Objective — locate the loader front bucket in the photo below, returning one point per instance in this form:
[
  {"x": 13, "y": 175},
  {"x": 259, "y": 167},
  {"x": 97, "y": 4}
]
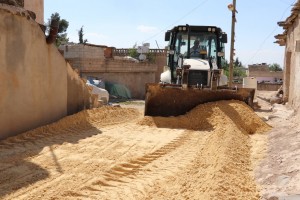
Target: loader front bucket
[{"x": 169, "y": 100}]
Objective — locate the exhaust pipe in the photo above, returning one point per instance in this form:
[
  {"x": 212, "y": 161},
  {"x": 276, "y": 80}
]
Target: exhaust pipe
[{"x": 53, "y": 31}]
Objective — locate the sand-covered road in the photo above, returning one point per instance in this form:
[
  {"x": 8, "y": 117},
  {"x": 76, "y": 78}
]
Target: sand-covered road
[{"x": 117, "y": 153}]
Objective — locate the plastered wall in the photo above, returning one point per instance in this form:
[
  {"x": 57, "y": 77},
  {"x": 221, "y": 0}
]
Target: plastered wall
[
  {"x": 37, "y": 85},
  {"x": 292, "y": 65}
]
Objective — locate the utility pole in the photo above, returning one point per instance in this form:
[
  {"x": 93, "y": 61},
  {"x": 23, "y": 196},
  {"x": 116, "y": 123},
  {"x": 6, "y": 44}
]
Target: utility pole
[{"x": 232, "y": 7}]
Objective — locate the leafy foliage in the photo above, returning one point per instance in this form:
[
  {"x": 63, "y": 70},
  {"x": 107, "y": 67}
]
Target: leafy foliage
[
  {"x": 238, "y": 68},
  {"x": 80, "y": 34},
  {"x": 132, "y": 52},
  {"x": 275, "y": 67},
  {"x": 62, "y": 29}
]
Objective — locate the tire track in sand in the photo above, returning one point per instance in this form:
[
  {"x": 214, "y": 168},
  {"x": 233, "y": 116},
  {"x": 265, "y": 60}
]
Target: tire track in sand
[{"x": 135, "y": 175}]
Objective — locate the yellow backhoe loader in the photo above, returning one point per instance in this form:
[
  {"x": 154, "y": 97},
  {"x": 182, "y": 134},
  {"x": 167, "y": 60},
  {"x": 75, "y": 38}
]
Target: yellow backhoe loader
[{"x": 193, "y": 74}]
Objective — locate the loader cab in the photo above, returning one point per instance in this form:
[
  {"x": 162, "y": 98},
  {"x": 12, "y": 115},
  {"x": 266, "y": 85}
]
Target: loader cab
[{"x": 195, "y": 43}]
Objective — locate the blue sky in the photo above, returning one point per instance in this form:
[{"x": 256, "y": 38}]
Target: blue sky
[{"x": 122, "y": 24}]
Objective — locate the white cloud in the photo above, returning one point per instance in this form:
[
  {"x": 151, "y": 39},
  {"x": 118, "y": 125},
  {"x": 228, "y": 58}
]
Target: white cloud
[{"x": 147, "y": 29}]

◆ WHAT YOU HAVE TO DO: If a line holds an image, leave the image out; retype everything else in the entries exactly.

◆ OUTPUT OF THE EXERCISE:
Objective — locate the loader front bucket in the photo below, returning one point per instance in this form:
[
  {"x": 13, "y": 175},
  {"x": 259, "y": 167},
  {"x": 97, "y": 4}
]
Target: loader front bucket
[{"x": 169, "y": 100}]
Objective — locate the exhaust pipe in the photo above, returning one point per instance in this form:
[
  {"x": 212, "y": 161},
  {"x": 276, "y": 80}
]
Target: exhaust pipe
[{"x": 53, "y": 31}]
Objective — locate the sand-covered road in the photo above, returning one point per instance in this form:
[
  {"x": 8, "y": 117},
  {"x": 76, "y": 78}
]
Target: sand-covered road
[{"x": 117, "y": 153}]
Objective — locate the plastered wall in the photo above, returning one point per instance in this form:
[
  {"x": 57, "y": 77},
  {"x": 221, "y": 0}
]
Target: plastered wall
[
  {"x": 37, "y": 85},
  {"x": 292, "y": 65}
]
Objective — locate the utility pole in the photo above, returning one point per instance in this form:
[
  {"x": 93, "y": 61},
  {"x": 23, "y": 196},
  {"x": 116, "y": 123},
  {"x": 6, "y": 44}
]
Target: utility pole
[{"x": 232, "y": 7}]
Objective — locate the leafy foliage in the photo above, returning one point per instance in this form:
[
  {"x": 63, "y": 70},
  {"x": 107, "y": 67}
]
Target: leafy foliage
[
  {"x": 238, "y": 68},
  {"x": 80, "y": 34},
  {"x": 132, "y": 52},
  {"x": 275, "y": 67},
  {"x": 62, "y": 29}
]
Objective — locate the tire track in sand in the photo above, returning one point per instance in this form:
[
  {"x": 214, "y": 168},
  {"x": 233, "y": 116},
  {"x": 265, "y": 60}
]
Target: tire track in sand
[{"x": 135, "y": 175}]
Objective — locate the yellow backhoe loader in the photo above, returning one point per instance in this form:
[
  {"x": 154, "y": 97},
  {"x": 182, "y": 134},
  {"x": 167, "y": 60},
  {"x": 75, "y": 38}
]
Target: yellow backhoe loader
[{"x": 193, "y": 74}]
Objective — locate the loader cab in the photo above, returning one point per instance in this form:
[
  {"x": 162, "y": 98},
  {"x": 12, "y": 115},
  {"x": 266, "y": 85}
]
Target: loader cab
[{"x": 195, "y": 43}]
Objective — locate the blue sky in the photo above, returning one point per instance in this form:
[{"x": 256, "y": 38}]
Target: blue sky
[{"x": 122, "y": 24}]
Objective — locate the white cloud in the photo above, returning one point per instance in this form:
[
  {"x": 151, "y": 39},
  {"x": 118, "y": 125},
  {"x": 228, "y": 58}
]
Target: white cloud
[{"x": 147, "y": 29}]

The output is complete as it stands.